*Stated goal*
Only the lines from the line holding "# point at: window" to the last line should be output, each exactly as given.

*Task material*
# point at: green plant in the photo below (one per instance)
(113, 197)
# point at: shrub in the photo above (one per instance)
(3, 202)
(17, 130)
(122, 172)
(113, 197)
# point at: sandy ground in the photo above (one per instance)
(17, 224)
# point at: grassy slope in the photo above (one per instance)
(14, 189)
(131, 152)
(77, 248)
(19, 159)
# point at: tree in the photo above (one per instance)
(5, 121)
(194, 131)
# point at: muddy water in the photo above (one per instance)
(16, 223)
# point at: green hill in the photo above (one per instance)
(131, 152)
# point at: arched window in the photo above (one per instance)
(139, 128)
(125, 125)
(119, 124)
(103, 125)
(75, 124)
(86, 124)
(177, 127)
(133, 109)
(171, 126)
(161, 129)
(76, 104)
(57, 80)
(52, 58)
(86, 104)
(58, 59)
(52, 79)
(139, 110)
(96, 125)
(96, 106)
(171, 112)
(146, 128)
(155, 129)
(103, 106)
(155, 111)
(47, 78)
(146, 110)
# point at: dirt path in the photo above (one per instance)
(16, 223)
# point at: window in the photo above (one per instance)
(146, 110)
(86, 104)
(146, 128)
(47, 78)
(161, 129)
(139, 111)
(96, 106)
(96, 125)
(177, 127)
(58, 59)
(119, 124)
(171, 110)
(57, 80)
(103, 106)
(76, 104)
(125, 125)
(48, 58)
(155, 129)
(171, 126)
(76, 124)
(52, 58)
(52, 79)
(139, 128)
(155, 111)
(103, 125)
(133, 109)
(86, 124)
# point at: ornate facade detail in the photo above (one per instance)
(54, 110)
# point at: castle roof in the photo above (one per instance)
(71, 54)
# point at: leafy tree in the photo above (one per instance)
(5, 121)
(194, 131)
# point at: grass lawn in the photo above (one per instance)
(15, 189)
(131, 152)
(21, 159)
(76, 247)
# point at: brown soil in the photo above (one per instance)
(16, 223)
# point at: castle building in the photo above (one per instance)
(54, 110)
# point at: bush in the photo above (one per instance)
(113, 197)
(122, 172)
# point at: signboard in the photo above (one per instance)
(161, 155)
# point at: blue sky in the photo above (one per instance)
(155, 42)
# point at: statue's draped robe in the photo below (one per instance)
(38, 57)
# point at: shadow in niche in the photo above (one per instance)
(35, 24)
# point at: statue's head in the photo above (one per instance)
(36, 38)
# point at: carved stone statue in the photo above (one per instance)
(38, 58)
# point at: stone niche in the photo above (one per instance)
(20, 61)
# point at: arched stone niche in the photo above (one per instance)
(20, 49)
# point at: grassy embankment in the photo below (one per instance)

*Solution below*
# point at: window in the photo above (one per instance)
(146, 110)
(86, 104)
(146, 128)
(47, 78)
(161, 129)
(139, 111)
(96, 106)
(96, 125)
(177, 127)
(58, 59)
(119, 124)
(171, 110)
(57, 80)
(103, 106)
(76, 104)
(125, 125)
(48, 58)
(155, 129)
(171, 126)
(76, 124)
(52, 58)
(52, 79)
(139, 128)
(155, 111)
(103, 125)
(133, 109)
(86, 124)
# point at: ornate facade detail in the photo above (one per instance)
(54, 110)
# point at: castle roof in the photo above (one per instance)
(71, 54)
# point at: leafy tree in the photo above (one per instance)
(5, 121)
(194, 131)
# point at: grass lawn in the photo above (one per instance)
(15, 189)
(131, 152)
(21, 159)
(76, 247)
# point at: brown soil in the photo above (one per instance)
(16, 223)
# point at: castle building in the photo above (one per instance)
(54, 110)
# point at: bush in the photo above (one per instance)
(113, 197)
(122, 172)
# point at: signboard in the photo above (one per instance)
(161, 155)
# point at: blue sky in the photo above (one per instance)
(155, 42)
# point at: statue's draped robe in the photo below (one per instance)
(38, 57)
# point at: shadow in niche in the photo above (one per instance)
(35, 24)
# point at: statue's head in the photo above (one per instance)
(36, 38)
# point at: carved stone statue in the photo above (one per instance)
(38, 58)
# point at: stone niche in the photo above (one per instance)
(20, 61)
# point at: arched stone niche in the photo above (one per instance)
(20, 49)
# point at: grassy embankment in the photo below (one per instance)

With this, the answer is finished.